[Dataset records about object locations]
--------
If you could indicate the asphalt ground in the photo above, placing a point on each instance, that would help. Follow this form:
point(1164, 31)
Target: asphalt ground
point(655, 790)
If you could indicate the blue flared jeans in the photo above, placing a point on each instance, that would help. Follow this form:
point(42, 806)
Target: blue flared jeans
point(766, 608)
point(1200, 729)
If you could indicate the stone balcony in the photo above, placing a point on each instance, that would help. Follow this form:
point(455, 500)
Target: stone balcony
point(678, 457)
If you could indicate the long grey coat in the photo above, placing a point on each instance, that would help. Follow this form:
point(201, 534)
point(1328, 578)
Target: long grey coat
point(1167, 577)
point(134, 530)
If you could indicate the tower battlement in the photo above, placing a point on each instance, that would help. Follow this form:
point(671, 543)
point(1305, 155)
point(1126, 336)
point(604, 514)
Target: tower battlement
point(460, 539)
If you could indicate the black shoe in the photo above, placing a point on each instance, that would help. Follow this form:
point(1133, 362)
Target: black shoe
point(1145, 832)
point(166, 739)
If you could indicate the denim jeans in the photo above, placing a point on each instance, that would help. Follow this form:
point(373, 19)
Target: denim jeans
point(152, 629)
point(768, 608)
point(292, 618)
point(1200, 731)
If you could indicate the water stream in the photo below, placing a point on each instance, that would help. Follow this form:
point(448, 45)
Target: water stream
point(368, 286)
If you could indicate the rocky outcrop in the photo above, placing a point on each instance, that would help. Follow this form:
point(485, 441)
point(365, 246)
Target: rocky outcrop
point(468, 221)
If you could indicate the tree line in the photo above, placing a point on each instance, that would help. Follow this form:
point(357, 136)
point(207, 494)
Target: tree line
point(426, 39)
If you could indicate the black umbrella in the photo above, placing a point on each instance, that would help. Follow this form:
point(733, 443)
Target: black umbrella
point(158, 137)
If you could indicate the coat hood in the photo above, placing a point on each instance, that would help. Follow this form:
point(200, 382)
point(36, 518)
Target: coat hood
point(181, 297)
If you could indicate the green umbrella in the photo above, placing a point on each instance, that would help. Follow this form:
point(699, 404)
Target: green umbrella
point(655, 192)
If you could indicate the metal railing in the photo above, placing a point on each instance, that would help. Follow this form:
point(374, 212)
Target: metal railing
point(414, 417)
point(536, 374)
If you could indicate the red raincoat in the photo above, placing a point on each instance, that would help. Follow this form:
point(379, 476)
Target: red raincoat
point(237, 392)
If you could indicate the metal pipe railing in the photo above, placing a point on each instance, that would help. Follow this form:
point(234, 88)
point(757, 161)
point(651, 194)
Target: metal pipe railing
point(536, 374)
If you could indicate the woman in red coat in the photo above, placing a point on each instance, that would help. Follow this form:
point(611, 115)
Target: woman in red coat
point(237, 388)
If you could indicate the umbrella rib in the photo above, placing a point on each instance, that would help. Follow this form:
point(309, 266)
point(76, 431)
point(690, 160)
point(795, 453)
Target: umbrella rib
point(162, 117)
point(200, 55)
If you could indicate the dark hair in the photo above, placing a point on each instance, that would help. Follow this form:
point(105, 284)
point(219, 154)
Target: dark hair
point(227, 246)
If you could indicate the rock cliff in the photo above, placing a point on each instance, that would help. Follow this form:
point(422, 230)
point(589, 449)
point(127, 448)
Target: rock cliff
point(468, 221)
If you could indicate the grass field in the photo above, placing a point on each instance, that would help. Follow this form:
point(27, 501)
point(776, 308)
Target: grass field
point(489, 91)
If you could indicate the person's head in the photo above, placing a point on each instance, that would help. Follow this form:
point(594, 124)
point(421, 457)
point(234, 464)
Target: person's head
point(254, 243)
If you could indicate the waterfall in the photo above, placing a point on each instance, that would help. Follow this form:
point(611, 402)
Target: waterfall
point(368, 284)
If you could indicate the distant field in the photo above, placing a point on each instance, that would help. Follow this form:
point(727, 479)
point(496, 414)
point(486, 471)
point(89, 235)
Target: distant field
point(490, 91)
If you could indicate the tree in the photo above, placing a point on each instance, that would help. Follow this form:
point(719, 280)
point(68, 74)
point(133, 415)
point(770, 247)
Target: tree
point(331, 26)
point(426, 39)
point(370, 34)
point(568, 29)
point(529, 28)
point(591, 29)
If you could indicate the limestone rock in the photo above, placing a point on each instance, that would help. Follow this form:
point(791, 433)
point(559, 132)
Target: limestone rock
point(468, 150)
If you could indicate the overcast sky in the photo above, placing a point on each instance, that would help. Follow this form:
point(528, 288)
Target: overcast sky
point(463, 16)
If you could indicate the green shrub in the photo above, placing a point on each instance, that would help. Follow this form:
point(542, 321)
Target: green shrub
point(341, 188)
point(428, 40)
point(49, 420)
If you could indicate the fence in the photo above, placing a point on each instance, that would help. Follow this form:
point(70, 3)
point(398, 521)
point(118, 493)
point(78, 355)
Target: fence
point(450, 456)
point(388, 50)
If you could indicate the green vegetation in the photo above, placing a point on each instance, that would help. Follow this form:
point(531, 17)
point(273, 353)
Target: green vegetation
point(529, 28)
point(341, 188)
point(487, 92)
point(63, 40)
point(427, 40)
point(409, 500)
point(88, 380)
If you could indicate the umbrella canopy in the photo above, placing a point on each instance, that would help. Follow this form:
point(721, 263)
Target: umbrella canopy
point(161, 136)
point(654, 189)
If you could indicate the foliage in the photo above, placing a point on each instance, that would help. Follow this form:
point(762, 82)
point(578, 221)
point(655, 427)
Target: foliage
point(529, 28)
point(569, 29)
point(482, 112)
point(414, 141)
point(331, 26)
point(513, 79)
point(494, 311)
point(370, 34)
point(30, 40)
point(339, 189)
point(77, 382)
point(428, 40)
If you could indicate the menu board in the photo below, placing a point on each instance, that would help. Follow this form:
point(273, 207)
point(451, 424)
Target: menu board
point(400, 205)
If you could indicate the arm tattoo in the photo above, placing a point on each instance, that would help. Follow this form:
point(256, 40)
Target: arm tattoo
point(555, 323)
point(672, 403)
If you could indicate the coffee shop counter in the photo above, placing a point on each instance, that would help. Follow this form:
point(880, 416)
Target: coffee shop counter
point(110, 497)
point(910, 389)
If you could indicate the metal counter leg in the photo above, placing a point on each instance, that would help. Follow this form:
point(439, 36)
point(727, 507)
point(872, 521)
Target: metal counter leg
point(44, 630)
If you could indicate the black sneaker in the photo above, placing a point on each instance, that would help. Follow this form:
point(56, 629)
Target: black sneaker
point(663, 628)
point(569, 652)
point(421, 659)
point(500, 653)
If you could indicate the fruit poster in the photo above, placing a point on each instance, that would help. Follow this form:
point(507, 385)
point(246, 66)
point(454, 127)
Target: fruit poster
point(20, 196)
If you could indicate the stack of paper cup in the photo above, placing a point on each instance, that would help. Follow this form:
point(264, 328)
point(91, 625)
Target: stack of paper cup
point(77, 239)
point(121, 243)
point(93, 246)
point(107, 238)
--------
» **Directive**
Write the listing out again, exactly as it reads.

» **The completed task**
If you could indicate the asphalt ground in the photo above, placing a point on each instance, that would help. Follow this form:
point(1164, 31)
Target: asphalt ground
point(655, 790)
If you could indicate the blue flared jeans in the photo above, placing a point on each instance, that would help. Follow this form:
point(42, 806)
Target: blue flared jeans
point(766, 608)
point(1200, 729)
If you could indicate the stone balcony in the photo above, placing a point on each instance, that would help. Follow this form:
point(455, 500)
Target: stone balcony
point(678, 457)
If you could indicate the long grey coat in the photo above, placing a point on each instance, that would help. Follow this form:
point(201, 534)
point(1328, 578)
Target: long grey coat
point(1167, 577)
point(134, 530)
If you could indicate the tower battlement in the photo above, placing a point on each instance, that would help. Follow this form:
point(671, 543)
point(1305, 155)
point(1126, 336)
point(604, 514)
Target: tower battlement
point(460, 539)
If you could indicate the black shoe in the photo above, placing a point on each instance, that would help. Follow this form:
point(1133, 362)
Target: black shoe
point(1145, 832)
point(166, 739)
If you could indicate the denim jeans in the photo above, placing a point on each instance, that would help. Follow this form:
point(373, 19)
Target: denim jeans
point(152, 629)
point(768, 608)
point(292, 618)
point(1200, 731)
If you could indicate the water stream in the photo below, placing a point on each instance, that would help. Follow this form:
point(448, 45)
Target: water stream
point(368, 286)
If you could indicate the rocky outcrop in the photo above, placing a point on each instance, that would help. Follow this form:
point(485, 441)
point(365, 246)
Target: rocky outcrop
point(468, 221)
If you could indicate the tree line in the photo above, placing a point on each instance, that would help. Follow this form:
point(357, 136)
point(207, 494)
Target: tree line
point(426, 39)
If you could indicate the black umbrella in the photo above, placing a point on each instance, that would help. Follow this form:
point(733, 443)
Target: black umbrella
point(158, 137)
If you could indicate the coat hood in the photo above, placing a point on each instance, that would help. Follow this form:
point(200, 382)
point(36, 518)
Target: coat hood
point(181, 297)
If you could indicate the green umbrella in the photo above, placing a point on each instance, that would help. Follow this form:
point(699, 404)
Target: green umbrella
point(655, 192)
If you could indicate the metal railing in the photo above, placing a point on each instance, that would help. Follow this form:
point(374, 212)
Target: metal railing
point(414, 417)
point(536, 374)
If you could indicate the red raincoat in the photo above, placing a point on each instance, that would help. Follow this form:
point(379, 476)
Target: red raincoat
point(237, 392)
If you could indicate the metal pipe railing in the photo above, placing a point on each instance, that would help. Follow this form:
point(234, 88)
point(757, 161)
point(651, 194)
Target: metal pipe railing
point(536, 374)
If you could indicate the woman in red coat in the photo above, placing a point on each instance, that would help. Follow this form:
point(611, 115)
Target: woman in red coat
point(237, 388)
If you could indicate the umbrella rib in the photo above, placing a point on each instance, that would help. Follow this form:
point(309, 266)
point(76, 431)
point(690, 160)
point(795, 453)
Target: umbrella rib
point(162, 117)
point(200, 55)
If you could indicate the dark hair in the photo above, placing a point on each instance, that would help. Follow this form:
point(105, 284)
point(219, 154)
Target: dark hair
point(227, 246)
If you could indicate the rock cliff in the photo above, placing a point on each instance, that would help. Follow this form:
point(422, 230)
point(589, 449)
point(127, 448)
Target: rock cliff
point(468, 221)
If you could indicate the grass field in the photo above, placing a point on each instance, that would help. Follow this form:
point(27, 501)
point(776, 308)
Target: grass field
point(489, 91)
If you could indicate the person's head in the photo above, placing a point on each instance, that would help. Follow this form:
point(594, 124)
point(421, 457)
point(234, 464)
Target: person's head
point(254, 243)
If you could indicate the waterfall in the photo above, placing a point on each instance, that would help. Follow this form:
point(611, 402)
Target: waterfall
point(368, 284)
If you could indicate the distant field in the photo above, placing a point on each instance, that would help. Follow this form:
point(727, 479)
point(496, 414)
point(486, 471)
point(89, 235)
Target: distant field
point(490, 91)
If you could indicate the tree in the photo above, placing a point on each instance, that would help. Follow this form:
point(719, 280)
point(68, 74)
point(133, 415)
point(770, 247)
Target: tree
point(331, 26)
point(426, 39)
point(370, 34)
point(568, 29)
point(529, 28)
point(591, 29)
If you could indicate the limestone rock in the photo above, placing a point on each instance, that would help. Follow this form:
point(791, 433)
point(559, 132)
Target: limestone rock
point(468, 150)
If you could indicate the overcast sky in the photo above, placing a point on each instance, that would help. Follow this form:
point(528, 288)
Target: overcast sky
point(463, 16)
If you could indicate the green shrub in the photo above, placing a point on each instance, that would help. Follow this form:
point(542, 321)
Target: green shrub
point(341, 188)
point(428, 40)
point(49, 420)
If you could indicate the fence in the photo above, placing a point on each instance, that would help. Follow this form:
point(70, 3)
point(398, 521)
point(118, 493)
point(78, 355)
Target: fence
point(450, 456)
point(388, 50)
If you could indicate the green vegetation in the photo above, placing a point on each instance, that would help. Follow this form:
point(531, 17)
point(273, 353)
Target: green vegetation
point(529, 28)
point(341, 188)
point(487, 92)
point(63, 40)
point(427, 40)
point(409, 500)
point(88, 380)
If you could indicate the umbrella canopy in the photo above, placing a point on each instance, that would help. Follow this form:
point(721, 263)
Target: umbrella canopy
point(161, 136)
point(654, 189)
If you could indicate the foliage in the photo above, placing a point on each instance, that would help. Follow this form:
point(762, 82)
point(578, 221)
point(655, 427)
Target: foliage
point(529, 28)
point(569, 29)
point(482, 112)
point(414, 141)
point(331, 26)
point(513, 79)
point(494, 311)
point(370, 34)
point(30, 40)
point(339, 189)
point(77, 382)
point(428, 40)
If you could indicate the menu board in the photo below, placing a point on each instance, that would help. Follow this form:
point(273, 207)
point(451, 424)
Target: menu board
point(400, 205)
If you could indicate the arm tattoo in the photo above, placing a point on each instance, that would help. Follow this form:
point(256, 40)
Target: arm tattoo
point(555, 323)
point(672, 403)
If you could indicate the coffee shop counter in the photo above, placing a point on each instance, that would help. Follow this form:
point(880, 416)
Target: coffee shop counter
point(110, 497)
point(910, 389)
If you could indicate the metal counter leg in the photo above, placing a point on each instance, that would help. Follow this form:
point(439, 36)
point(727, 507)
point(872, 521)
Target: metal counter leg
point(44, 630)
If you could indicate the black sneaker in the photo above, placing a point on each instance, that would help. Follow this form:
point(56, 629)
Target: black sneaker
point(663, 628)
point(569, 652)
point(421, 659)
point(500, 653)
If you could indicate the fruit poster in the photo above, placing a point on each instance, that would help. Follow this form:
point(507, 385)
point(246, 66)
point(454, 127)
Target: fruit poster
point(20, 196)
If you could indicate the stack of paper cup in the photo above, placing a point on each instance, that would help. Follow this form:
point(264, 328)
point(91, 625)
Target: stack of paper cup
point(77, 239)
point(121, 243)
point(93, 246)
point(107, 238)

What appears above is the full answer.